Dataset entries:
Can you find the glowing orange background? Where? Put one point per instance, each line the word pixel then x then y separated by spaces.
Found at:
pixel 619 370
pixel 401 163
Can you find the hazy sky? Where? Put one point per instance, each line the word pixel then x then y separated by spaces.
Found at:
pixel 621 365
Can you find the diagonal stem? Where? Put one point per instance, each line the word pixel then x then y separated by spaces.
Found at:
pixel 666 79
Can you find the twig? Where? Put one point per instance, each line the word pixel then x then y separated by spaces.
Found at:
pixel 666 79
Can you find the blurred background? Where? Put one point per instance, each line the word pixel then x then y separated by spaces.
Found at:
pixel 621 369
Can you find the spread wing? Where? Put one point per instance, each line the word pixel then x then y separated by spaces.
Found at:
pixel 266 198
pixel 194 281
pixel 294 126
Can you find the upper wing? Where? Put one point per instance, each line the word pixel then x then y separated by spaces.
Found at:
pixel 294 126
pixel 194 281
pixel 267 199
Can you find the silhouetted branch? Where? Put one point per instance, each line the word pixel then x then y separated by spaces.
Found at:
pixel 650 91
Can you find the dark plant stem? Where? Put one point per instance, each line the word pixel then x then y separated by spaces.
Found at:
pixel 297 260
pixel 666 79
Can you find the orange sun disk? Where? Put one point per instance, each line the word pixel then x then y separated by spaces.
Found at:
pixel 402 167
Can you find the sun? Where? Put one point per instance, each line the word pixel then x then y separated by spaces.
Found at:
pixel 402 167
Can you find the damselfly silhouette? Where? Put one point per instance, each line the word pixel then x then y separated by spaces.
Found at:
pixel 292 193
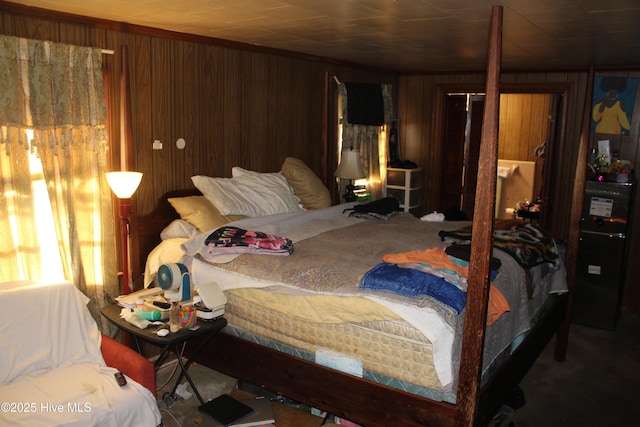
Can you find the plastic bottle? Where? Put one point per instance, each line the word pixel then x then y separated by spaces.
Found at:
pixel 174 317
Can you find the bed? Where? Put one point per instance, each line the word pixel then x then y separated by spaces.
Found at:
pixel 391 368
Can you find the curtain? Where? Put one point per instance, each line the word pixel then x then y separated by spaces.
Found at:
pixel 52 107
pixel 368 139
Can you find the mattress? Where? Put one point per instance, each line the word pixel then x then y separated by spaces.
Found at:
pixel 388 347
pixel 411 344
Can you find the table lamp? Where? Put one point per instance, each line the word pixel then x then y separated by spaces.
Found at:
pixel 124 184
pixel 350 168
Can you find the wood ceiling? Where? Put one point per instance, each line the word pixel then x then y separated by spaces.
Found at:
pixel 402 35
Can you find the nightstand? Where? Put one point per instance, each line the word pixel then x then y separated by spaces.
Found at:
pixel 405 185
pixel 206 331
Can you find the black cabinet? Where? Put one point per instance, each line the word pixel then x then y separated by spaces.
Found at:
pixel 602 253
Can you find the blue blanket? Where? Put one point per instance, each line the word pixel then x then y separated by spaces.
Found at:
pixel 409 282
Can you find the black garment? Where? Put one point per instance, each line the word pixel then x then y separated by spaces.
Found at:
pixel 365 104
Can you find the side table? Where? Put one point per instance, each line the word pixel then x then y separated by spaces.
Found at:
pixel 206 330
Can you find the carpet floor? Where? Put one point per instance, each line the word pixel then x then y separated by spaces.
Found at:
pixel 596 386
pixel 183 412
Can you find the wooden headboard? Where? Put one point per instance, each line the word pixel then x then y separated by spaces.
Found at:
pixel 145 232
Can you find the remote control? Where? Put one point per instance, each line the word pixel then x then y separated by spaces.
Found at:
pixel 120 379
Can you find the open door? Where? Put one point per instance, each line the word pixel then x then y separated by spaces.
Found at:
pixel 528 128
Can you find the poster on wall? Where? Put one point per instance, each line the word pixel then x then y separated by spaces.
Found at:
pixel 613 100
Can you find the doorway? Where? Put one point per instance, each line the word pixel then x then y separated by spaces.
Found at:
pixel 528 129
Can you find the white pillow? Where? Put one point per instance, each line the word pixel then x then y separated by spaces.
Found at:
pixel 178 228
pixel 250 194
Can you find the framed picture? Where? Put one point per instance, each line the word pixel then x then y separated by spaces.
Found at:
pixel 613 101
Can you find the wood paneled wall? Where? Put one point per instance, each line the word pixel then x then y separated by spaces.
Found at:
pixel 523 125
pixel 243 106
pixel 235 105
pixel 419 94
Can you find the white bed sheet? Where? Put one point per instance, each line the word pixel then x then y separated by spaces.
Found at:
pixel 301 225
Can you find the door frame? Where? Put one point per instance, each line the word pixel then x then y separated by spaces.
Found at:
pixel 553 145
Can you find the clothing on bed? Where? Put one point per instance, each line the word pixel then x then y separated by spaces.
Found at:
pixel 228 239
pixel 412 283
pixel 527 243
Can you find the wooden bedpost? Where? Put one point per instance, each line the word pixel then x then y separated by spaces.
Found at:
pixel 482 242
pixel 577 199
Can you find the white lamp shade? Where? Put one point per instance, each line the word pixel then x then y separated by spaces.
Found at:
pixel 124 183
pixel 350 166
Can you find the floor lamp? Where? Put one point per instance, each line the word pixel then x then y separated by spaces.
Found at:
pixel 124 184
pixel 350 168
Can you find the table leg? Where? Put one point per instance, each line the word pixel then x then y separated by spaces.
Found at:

...

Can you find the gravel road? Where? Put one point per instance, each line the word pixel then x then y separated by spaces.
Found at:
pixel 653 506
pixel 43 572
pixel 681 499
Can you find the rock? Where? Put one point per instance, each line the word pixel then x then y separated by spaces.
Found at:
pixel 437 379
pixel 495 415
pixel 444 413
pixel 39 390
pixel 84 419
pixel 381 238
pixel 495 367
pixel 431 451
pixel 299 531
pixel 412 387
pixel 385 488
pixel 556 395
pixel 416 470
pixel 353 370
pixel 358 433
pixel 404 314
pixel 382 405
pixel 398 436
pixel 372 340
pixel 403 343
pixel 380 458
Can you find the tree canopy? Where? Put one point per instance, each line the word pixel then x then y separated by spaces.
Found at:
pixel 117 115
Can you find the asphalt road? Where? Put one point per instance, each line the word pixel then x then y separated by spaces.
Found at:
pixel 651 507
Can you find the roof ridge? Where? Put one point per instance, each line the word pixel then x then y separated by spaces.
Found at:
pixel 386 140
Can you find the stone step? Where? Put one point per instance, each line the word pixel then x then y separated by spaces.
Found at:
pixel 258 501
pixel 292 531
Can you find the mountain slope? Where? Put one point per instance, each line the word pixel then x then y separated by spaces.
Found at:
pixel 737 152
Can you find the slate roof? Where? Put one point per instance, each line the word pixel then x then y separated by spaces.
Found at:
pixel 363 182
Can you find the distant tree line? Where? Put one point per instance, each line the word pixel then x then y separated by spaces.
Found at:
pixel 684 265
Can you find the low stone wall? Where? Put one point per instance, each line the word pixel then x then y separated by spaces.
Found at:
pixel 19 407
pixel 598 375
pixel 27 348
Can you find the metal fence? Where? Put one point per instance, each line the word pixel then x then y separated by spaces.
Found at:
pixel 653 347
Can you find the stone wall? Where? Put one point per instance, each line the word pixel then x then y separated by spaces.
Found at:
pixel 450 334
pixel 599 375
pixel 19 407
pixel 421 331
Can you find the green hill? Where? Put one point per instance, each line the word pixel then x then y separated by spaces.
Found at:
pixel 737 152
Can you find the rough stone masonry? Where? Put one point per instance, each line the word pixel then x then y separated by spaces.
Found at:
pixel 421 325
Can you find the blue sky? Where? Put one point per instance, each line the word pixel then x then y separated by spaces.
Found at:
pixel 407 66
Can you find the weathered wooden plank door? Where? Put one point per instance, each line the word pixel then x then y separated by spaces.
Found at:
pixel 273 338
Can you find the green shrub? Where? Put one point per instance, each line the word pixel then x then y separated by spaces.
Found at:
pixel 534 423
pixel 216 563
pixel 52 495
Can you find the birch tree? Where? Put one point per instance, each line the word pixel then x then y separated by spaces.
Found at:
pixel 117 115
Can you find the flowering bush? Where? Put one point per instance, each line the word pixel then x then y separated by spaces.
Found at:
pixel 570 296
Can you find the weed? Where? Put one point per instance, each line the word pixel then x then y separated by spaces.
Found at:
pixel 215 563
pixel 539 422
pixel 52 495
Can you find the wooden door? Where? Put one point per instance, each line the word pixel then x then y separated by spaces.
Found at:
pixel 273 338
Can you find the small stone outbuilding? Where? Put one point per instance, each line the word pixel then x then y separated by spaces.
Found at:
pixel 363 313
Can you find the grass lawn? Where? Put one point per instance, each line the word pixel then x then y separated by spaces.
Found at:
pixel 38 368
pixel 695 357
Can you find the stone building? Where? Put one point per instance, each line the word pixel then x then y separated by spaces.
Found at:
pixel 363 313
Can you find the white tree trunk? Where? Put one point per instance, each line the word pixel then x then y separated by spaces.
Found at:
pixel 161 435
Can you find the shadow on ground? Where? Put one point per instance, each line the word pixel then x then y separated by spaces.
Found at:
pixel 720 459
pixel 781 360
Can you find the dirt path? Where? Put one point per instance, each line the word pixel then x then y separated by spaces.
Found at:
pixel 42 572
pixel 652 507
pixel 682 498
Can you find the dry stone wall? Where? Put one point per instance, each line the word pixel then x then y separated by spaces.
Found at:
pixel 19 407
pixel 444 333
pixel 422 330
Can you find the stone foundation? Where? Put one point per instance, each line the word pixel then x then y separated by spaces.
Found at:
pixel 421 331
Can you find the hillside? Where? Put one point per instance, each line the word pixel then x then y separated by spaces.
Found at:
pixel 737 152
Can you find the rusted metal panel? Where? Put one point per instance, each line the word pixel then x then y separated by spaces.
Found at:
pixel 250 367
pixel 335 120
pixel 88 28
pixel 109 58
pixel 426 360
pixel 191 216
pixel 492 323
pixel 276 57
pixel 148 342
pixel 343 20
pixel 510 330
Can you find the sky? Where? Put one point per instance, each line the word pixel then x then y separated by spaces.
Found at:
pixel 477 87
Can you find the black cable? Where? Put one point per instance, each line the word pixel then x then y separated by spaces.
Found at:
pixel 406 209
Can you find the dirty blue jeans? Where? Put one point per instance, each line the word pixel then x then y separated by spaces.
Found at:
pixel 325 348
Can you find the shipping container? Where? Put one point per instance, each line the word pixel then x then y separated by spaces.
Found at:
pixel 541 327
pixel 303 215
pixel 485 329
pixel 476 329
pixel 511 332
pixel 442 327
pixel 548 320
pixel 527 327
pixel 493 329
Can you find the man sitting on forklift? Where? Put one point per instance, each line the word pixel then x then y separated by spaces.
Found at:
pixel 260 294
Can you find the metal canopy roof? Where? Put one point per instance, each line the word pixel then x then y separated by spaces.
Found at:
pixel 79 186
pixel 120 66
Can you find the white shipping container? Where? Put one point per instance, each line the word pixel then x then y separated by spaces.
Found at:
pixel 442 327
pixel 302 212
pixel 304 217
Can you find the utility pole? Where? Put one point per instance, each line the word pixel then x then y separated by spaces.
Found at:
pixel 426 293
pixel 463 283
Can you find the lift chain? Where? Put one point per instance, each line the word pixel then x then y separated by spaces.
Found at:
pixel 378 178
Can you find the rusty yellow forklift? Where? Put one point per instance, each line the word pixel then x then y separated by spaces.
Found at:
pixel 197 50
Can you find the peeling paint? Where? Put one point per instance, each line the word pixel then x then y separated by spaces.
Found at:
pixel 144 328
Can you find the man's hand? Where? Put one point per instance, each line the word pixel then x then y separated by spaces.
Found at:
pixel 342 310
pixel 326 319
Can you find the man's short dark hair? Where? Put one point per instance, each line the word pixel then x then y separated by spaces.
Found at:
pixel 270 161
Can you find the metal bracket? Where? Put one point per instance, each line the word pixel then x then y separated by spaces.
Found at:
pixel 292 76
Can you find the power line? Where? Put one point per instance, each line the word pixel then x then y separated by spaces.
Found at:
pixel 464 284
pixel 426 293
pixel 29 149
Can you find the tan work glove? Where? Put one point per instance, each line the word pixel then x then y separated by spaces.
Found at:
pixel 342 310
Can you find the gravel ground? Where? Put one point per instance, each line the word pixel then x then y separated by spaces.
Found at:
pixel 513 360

--

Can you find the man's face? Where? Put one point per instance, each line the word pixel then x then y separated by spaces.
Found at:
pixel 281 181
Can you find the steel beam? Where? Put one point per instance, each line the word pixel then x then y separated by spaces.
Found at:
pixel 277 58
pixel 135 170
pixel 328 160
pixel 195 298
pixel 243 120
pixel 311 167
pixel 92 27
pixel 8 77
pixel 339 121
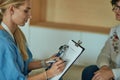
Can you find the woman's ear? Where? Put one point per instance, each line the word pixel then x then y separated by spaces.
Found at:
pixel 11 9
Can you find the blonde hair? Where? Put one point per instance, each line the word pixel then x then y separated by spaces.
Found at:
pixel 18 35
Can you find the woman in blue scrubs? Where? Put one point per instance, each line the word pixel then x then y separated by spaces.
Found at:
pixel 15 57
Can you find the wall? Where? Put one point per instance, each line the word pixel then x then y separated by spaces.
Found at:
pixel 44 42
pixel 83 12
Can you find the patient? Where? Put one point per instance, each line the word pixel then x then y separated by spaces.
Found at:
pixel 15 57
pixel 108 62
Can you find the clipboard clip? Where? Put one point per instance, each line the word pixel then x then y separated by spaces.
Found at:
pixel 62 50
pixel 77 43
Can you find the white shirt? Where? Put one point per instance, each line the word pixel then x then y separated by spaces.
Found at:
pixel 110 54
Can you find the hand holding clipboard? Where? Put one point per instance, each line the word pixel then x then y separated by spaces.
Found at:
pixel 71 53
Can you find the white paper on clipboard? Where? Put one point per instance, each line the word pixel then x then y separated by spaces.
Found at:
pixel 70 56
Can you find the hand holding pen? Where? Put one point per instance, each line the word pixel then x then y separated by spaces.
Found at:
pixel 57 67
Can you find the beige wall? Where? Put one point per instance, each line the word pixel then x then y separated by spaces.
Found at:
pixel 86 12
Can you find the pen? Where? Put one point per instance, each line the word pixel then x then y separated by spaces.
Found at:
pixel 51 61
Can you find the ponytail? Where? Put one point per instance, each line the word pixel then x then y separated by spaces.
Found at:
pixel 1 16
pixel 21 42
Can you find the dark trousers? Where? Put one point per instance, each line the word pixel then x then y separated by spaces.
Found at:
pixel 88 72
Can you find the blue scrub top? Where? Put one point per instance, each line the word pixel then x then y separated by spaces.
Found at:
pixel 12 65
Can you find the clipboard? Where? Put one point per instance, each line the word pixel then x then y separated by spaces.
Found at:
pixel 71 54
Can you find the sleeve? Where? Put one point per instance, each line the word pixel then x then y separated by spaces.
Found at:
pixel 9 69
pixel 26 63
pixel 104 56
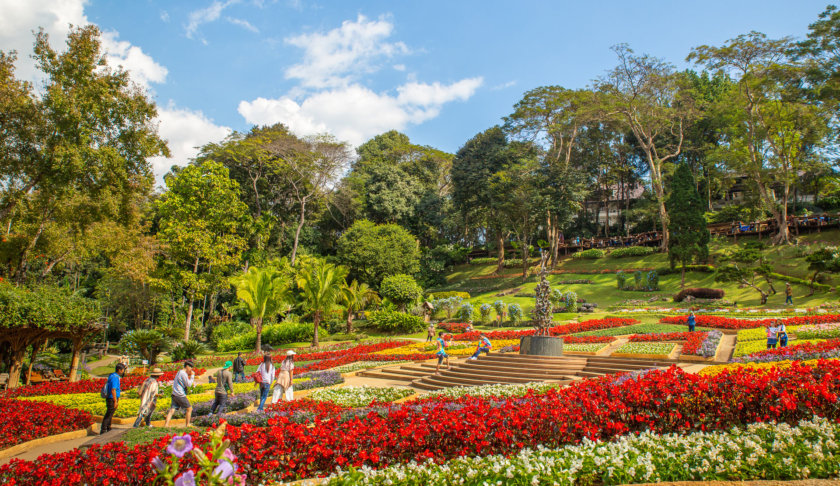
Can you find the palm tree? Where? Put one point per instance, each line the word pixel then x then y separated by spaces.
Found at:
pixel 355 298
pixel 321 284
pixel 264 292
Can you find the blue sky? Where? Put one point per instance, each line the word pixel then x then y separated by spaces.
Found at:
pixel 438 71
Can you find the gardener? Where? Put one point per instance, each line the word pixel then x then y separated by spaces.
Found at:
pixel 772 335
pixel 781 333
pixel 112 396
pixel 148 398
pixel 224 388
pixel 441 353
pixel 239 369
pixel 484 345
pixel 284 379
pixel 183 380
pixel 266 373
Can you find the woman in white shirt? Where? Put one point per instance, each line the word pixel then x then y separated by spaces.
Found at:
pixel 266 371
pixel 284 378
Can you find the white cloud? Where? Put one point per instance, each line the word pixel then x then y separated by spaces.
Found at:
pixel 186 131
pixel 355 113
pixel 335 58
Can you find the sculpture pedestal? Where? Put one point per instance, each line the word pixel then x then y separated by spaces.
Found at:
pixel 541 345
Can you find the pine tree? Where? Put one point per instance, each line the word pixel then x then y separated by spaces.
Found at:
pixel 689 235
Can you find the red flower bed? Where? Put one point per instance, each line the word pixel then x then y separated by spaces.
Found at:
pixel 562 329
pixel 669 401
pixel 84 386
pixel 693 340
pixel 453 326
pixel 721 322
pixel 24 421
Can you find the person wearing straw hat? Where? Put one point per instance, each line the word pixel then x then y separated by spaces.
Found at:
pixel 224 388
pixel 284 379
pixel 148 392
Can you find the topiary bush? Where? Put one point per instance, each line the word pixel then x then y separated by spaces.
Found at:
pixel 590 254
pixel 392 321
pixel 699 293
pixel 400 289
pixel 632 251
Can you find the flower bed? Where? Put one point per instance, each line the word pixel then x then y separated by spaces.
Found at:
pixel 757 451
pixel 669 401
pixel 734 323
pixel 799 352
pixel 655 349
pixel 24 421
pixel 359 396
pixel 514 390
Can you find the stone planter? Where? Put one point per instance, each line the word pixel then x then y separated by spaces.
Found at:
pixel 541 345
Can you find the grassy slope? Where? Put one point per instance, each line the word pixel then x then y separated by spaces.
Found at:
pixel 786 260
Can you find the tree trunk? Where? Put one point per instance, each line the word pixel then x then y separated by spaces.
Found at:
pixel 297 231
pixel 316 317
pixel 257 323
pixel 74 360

Directions for this task:
Starting at the line with "Can you find the orange" in the entries above, write out every line exactly until the line with "Can you find the nightstand?" has been written. Include no pictures and nothing more.

Finished task:
Can you find the orange sun disk? Where? Put one point per instance, each line the word pixel then x then y separated by spaces.
Found at:
pixel 402 167
Can you find the sun? Where? Put one point per instance, each line the word pixel then x then y separated by spaces.
Found at:
pixel 402 167
Can you find the damselfly silhouette? Where? Put one point per instance, each line the word pixel then x then y separated by spaces.
Found at:
pixel 292 193
Can you find the plastic bottle? Where? Put one point per instance, each line the word pixel then x then y separated by spaces.
Found at:
pixel 174 317
Can you find the bed? Where? Put one point per instance, each line the word pixel then x then y separated by spaces.
Found at:
pixel 391 368
Can you find the curtain? Where? Put one point per instance, each line the word pixel then x then y separated by spaces.
Found at:
pixel 52 107
pixel 368 139
Can you find the mattress? Where? Put one point per instance, each line the word pixel then x then y separated by spaces.
Found at:
pixel 388 347
pixel 411 344
Can you find the table lamp? Where? Put one point per instance, each line the word pixel then x then y separated by spaces.
Found at:
pixel 124 184
pixel 350 168
Can you find the wood ceiling? Where? Put one point per instance, each line the word pixel then x then y separated by spaces.
Found at:
pixel 402 35
Can you find the nightstand? Where? Put one point per instance, each line the word pixel then x then y separated by spaces.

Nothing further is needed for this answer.